Data items
-.-.-
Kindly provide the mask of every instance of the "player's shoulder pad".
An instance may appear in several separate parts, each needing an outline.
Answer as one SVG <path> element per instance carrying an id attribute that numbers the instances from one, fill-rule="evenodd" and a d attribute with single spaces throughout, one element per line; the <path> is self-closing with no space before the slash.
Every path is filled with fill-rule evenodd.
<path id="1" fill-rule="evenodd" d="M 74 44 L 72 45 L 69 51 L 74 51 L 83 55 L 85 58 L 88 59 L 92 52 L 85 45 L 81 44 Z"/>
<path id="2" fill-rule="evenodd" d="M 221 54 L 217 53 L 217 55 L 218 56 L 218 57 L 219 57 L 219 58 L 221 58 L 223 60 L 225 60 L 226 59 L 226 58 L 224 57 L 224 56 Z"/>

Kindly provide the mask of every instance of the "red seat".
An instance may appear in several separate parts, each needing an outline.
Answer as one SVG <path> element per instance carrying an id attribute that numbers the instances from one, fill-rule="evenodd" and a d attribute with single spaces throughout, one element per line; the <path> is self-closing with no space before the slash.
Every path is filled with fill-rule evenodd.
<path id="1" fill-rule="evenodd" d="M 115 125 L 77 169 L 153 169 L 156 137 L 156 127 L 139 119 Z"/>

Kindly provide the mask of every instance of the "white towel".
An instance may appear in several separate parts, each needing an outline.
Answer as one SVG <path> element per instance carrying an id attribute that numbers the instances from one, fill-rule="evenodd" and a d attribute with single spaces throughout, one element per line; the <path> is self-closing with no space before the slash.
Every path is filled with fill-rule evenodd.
-.-.-
== What is asked ==
Output the data items again without any changes, from the first line up to and including the line that contains "221 54 L 217".

== Output below ==
Kindly provide the mask of every instance of the "player's shoulder pad".
An instance may appear in several separate parts, each needing an outline.
Answer as one SVG <path> element per instance carrying an id attribute that numbers the instances from one, fill-rule="evenodd" and a d attribute with single spaces throughout, one element per line; the <path> is self-closing with no space before the slash.
Every path is filled with fill-rule evenodd.
<path id="1" fill-rule="evenodd" d="M 74 44 L 72 45 L 69 51 L 74 51 L 83 55 L 85 58 L 88 59 L 92 52 L 85 45 L 81 44 Z"/>
<path id="2" fill-rule="evenodd" d="M 221 54 L 217 53 L 217 55 L 218 56 L 218 57 L 219 57 L 219 58 L 221 58 L 223 60 L 225 60 L 226 59 L 226 58 L 224 57 L 224 56 Z"/>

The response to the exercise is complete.